Prompt: An exact, complete copy of the entries is what is needed.

Supplied records:

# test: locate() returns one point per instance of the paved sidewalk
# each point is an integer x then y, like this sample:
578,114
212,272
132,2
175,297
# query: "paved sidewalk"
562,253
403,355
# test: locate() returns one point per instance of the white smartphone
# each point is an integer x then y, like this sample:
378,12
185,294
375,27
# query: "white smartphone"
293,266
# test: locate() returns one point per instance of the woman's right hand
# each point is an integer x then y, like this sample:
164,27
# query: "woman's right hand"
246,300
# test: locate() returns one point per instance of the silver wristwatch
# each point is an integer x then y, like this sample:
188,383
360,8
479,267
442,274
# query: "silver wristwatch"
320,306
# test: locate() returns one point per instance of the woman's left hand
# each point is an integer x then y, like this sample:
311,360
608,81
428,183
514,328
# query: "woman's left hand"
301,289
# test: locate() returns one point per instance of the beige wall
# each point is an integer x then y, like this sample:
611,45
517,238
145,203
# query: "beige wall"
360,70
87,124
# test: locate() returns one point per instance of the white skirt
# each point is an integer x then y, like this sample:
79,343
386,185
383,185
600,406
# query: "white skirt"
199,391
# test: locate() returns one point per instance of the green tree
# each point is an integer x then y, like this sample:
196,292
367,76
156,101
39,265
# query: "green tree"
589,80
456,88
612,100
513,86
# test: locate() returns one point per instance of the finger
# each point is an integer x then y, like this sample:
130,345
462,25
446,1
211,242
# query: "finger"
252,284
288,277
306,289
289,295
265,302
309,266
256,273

Exercise solution:
# test: locate() returns one point per instance of the paved sidewalk
# each point is an integer x then y, like this sample:
578,114
212,272
132,2
175,297
# query: "paved sidewalk"
562,253
403,355
# test: locate() returns one point per instance of the white smartphone
# each point is an integer x then y, like this sample:
378,12
185,294
375,27
# query: "white smartphone"
293,266
# test: locate() returns one point per instance of the woman's right hand
# each point is an integer x then y, like this sample:
164,27
# query: "woman's right hand"
246,300
# test: locate() returns one point per instance of the silver wristwatch
# each point is an integer x then y, like this sample:
188,383
360,8
479,267
442,274
# query: "silver wristwatch"
320,306
# test: locate() returns one point per instance of the woman's left hand
# each point is an integer x then y, like this sample:
311,360
608,81
428,183
514,328
# query: "woman's left hand"
301,289
# test: locate() returns one point per instance of the beige wall
# each point is an integer x then y, like this sample:
611,45
517,238
145,203
# query: "beige wall"
360,70
87,124
# test: locate() returns one point per instance of the white skirt
# each point is an integer x then y, like this sample:
79,343
386,185
383,185
600,406
# query: "white skirt"
199,391
# test: locate() returns one point per instance of the green tree
# each point is an integer x then y, like this sample:
196,292
367,76
156,101
39,265
# query: "green tree"
589,80
456,88
612,100
513,86
# test: locate() returns one point per instance of the finger
# each point is an integer x then y, like this sample:
130,345
462,25
446,1
211,242
# query: "finger"
252,284
288,277
306,289
289,295
265,302
309,266
256,273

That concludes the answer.